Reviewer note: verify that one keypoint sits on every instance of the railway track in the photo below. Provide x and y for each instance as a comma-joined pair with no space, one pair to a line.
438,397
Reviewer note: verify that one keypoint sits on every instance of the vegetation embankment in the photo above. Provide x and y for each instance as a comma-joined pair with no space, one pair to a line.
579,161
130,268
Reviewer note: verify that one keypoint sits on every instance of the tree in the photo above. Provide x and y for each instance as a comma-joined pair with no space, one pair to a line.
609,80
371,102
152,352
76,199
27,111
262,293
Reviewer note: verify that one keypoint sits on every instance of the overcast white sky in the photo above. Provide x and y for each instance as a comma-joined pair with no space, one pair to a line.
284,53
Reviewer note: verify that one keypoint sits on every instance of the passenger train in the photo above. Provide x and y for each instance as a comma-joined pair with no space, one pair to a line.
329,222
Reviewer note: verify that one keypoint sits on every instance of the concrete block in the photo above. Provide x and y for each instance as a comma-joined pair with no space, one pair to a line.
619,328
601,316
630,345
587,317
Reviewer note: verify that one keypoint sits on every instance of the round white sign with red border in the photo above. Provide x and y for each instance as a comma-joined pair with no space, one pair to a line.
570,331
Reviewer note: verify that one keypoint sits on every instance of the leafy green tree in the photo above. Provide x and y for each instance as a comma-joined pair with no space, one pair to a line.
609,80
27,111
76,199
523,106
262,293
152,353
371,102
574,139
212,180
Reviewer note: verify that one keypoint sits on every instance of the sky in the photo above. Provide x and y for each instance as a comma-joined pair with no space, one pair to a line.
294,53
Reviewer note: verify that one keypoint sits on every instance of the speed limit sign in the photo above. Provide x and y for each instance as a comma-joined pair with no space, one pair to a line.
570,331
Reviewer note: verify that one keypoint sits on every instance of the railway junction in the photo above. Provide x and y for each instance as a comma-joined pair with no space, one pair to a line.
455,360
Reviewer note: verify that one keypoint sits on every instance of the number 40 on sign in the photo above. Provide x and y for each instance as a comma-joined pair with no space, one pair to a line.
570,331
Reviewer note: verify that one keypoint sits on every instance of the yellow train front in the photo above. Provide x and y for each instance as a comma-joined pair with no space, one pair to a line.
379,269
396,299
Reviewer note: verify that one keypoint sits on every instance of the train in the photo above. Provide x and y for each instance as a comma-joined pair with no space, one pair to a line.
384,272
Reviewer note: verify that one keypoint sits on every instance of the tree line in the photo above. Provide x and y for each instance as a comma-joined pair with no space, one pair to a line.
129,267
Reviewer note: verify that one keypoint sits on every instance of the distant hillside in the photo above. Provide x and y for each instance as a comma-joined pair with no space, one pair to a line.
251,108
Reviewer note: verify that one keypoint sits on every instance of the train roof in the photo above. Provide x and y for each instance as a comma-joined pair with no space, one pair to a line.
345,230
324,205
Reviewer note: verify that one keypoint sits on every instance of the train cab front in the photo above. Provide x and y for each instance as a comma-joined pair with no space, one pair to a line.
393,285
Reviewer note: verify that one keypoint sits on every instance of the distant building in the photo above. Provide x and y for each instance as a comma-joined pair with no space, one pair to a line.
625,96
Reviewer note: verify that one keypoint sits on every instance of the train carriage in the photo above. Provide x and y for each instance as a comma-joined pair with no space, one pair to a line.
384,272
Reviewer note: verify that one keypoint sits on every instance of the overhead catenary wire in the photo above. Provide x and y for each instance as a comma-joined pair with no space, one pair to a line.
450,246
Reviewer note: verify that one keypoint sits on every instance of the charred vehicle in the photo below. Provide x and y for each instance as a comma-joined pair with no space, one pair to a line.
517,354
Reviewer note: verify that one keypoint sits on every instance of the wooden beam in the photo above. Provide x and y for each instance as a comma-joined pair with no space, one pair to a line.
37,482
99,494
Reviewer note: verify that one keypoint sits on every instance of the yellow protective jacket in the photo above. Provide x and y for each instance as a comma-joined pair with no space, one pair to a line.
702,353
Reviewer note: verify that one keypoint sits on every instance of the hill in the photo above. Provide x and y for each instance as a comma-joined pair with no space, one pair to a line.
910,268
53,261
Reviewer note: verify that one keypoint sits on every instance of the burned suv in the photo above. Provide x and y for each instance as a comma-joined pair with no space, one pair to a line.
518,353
● ● ● ● ● ● ●
● **Task item**:
A verbatim output of all the data above is needed.

● **Result for this exercise**:
Reviewer note: verify that one keypoint sits on every instance of the railway track in the photo below. Provide x and y for each instance as a comma-joined pair with no space, one pair to a line.
438,397
Reviewer note: verify that one keypoint sits on every instance of the vegetation embankment in the photo above. Provide x and y for each instance as a comma-joined pair with no space, one pair to a line.
579,161
130,268
Reviewer note: verify that one keypoint sits on every instance of the tree in the photo above. Provide x and y for each instance as a comma-joined pair with no space, one pair to a line.
609,80
371,102
152,352
76,199
27,111
262,293
Reviewer note: verify that one keypoint sits on every instance of the overcast white sky in the photo above. Provide x and y for each instance as a comma-joined pair with no space, one pair to a line.
284,53
Reviewer note: verify that one keypoint sits on every instance of the passenger train in the photo above. Provide x and y for each instance as a comma-joined pair with no space, one pair to a line.
329,222
Reviewer note: verify that one keypoint sits on every instance of the concrete block in the photo above. Provide x and y for each instance as a comma-joined pair with no space, one pair to a line.
619,328
601,316
630,345
587,317
Reviewer note: verify that one keypoint sits on every instance of the round white sign with red border in the photo above. Provide x and y for each instance as a comma-joined pair with no space, one pair to a line.
570,331
Reviewer note: verify that one keypoint sits on every instance of the leafy green tree in the photo above. Provide x and y for each instance as a comma-joined pair with no space, one pair to a line.
609,80
27,111
76,199
523,106
262,293
152,353
371,102
574,139
212,180
Reviewer note: verify that one keypoint sits on every instance of the sky in the photo above. Provide x and y for each instance as a comma-joined pair with no space, one pair to a line.
294,53
Reviewer note: verify that one keypoint sits on every instance of the speed limit sign in the photo above. Provide x and y for each instance as a comma-joined pair with no space, one pair to a line.
570,331
Reviewer note: verify that one keypoint sits on every instance of the railway junction in the photo above. Provide x and y for each instance as a comma-joined pair with no space, one pair to a line.
455,360
Reviewer note: verify that one keypoint sits on every instance of the number 40 on sign in the photo above. Provide x and y for each instance as a comma-joined pair with no space, one pair to a line.
570,331
Reviewer note: verify that one keypoint sits on every instance of the yellow train front in the photo above. Provide x and y for each instance as a comma-joined pair with no space, one pair to a line.
379,269
396,299
Reviewer note: verify that one keypoint sits on every instance of the train in the photo above. Provide x and y for each instance as a comma-joined pair with no space, one pair to a line.
384,272
Reviewer note: verify that one keypoint sits on every instance of the tree line in the photo above. Provide x and y for each instance as a comma-joined pair with no space, one pair to a line.
129,267
Reviewer note: verify that one keypoint sits on every instance of the distant hillside in the photo above. Provide x and y for each instance as a comma-joined pair with no space, one pair to a line.
251,108
Reviewer note: verify that one keypoint sits on every instance of the train roof in the photo above. Provide x and y for each instance as a comma-joined pair with no space, one pair to a line.
345,230
324,205
Reviewer note: verify that one keypoint sits on every instance of the train cab front in the photo above. Provide x and y for each instance as a comma-joined pair with no space, one pair to a line.
393,285
Reviewer note: verify that one keypoint sits on every instance of the distant building in the photo above. Provide x and y for each instance as a comma-joined pair with no space, one pair to a line.
625,96
Reviewer note: verify that one keypoint sits on every instance of the train carriage in the photo above. Provide x and y for each instance as a comma-joined pair with no space, one pair to a line.
384,272
Reviewer note: verify that one keypoint sits on every instance of the overhead catenary wire in the photo above. Provide x and y for each instance as a comma-joined pair with no space, one pair to a line.
450,246
Reviewer note: verify that one keypoint sits on every instance of the charred vehicle in the photo below. Provide x and y for each instance as a comma-joined pair with no space, one pair to a line.
517,354
Reviewer note: verify that one keypoint sits on every instance of the wooden beam in the photo above. Provide x and y for each instance as a comma-joined pair with no space, one pair to a line.
37,482
99,494
Reviewer note: verify that one keypoint sits on every instance of the yellow protective jacket in the photo above. Provide x and y for each instance as a comma-joined pair with no space, one pair to a line.
702,353
Reviewer note: verify that one keypoint sits on every instance of the hill in the photo above. Provide x and y for each instance as a comma-joined pair with no space, one pair to a line.
910,268
53,261
Reviewer note: verify that one keypoint sits on every instance of the burned suv in the photo above. Provide x and y for each instance as a comma-joined pair with no space, one pair to a line.
518,353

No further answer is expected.